## EXERCISE MATERIALS
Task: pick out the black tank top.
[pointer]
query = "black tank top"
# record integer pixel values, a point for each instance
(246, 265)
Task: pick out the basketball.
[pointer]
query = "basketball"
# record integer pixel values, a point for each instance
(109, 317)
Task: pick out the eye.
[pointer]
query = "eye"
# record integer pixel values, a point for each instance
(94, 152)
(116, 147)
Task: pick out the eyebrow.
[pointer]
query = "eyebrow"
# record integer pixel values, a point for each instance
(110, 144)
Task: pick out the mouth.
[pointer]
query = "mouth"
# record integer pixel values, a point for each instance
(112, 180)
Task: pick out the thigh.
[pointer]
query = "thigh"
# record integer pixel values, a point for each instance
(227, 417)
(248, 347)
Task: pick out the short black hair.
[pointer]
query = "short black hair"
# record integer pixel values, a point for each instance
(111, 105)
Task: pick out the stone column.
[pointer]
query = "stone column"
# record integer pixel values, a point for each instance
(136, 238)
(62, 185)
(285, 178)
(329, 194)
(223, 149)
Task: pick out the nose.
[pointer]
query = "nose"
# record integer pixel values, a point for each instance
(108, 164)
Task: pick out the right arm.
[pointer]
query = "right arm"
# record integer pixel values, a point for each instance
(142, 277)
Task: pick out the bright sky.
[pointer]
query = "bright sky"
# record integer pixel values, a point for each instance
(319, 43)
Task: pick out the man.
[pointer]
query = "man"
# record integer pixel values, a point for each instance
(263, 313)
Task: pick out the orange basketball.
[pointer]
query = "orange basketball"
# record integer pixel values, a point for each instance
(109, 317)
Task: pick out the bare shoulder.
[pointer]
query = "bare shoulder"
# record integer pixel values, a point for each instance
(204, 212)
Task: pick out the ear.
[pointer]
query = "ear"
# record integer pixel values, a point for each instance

## TASK STATEMENT
Reproduce all of the entries above, keeping every line identical to the original.

## ANSWER TO THIS PROBLEM
Task: pick out the black tank top.
[pointer]
query = "black tank top"
# record integer pixel values, a point for each instance
(246, 265)
Task: pick out the basketball.
[pointer]
query = "basketball"
# record integer pixel values, a point for each instance
(109, 317)
Task: pick out the eye.
[pointer]
query = "eye"
# record integer pixel values, a point for each instance
(94, 152)
(116, 147)
Task: pick out the eyebrow.
[pointer]
query = "eyebrow"
# record integer pixel values, a point for each instance
(110, 144)
Task: pick out the mouth.
[pointer]
query = "mouth"
# record integer pixel values, a point for each instance
(112, 180)
Task: pick out the thigh.
[pointer]
query = "thigh"
# record integer pixel values, a point for each instance
(227, 417)
(248, 347)
Task: pick out the short black hair.
[pointer]
query = "short black hair"
# record integer pixel values, a point for each instance
(111, 105)
Task: pick out the stone column.
[pointer]
query = "stone column"
# record integer pixel values, a point for each instance
(136, 238)
(62, 185)
(285, 178)
(329, 194)
(223, 149)
Task: pick out the nose.
[pointer]
query = "nose"
# record integer pixel values, a point for each instance
(108, 164)
Task: pick out the right arm.
[pointer]
query = "right arm"
# record integer pixel values, a point for each instance
(142, 277)
Task: pick out the bright sky.
[pointer]
query = "bright sky"
# record integer pixel values, a point for each instance
(319, 43)
Task: pick out the man.
[pointer]
query = "man"
# record integer pixel values, a point for each instance
(263, 313)
Task: pick out the orange basketball.
[pointer]
query = "orange basketball"
# record integer pixel values, a point for each instance
(109, 317)
Task: pick out the bare shoulder.
[pointer]
query = "bare shoulder"
# record integer pixel values, a point for each instance
(204, 212)
Task: pick out the ear.
[pointer]
query = "ear"
# record integer pixel values, a point for each instance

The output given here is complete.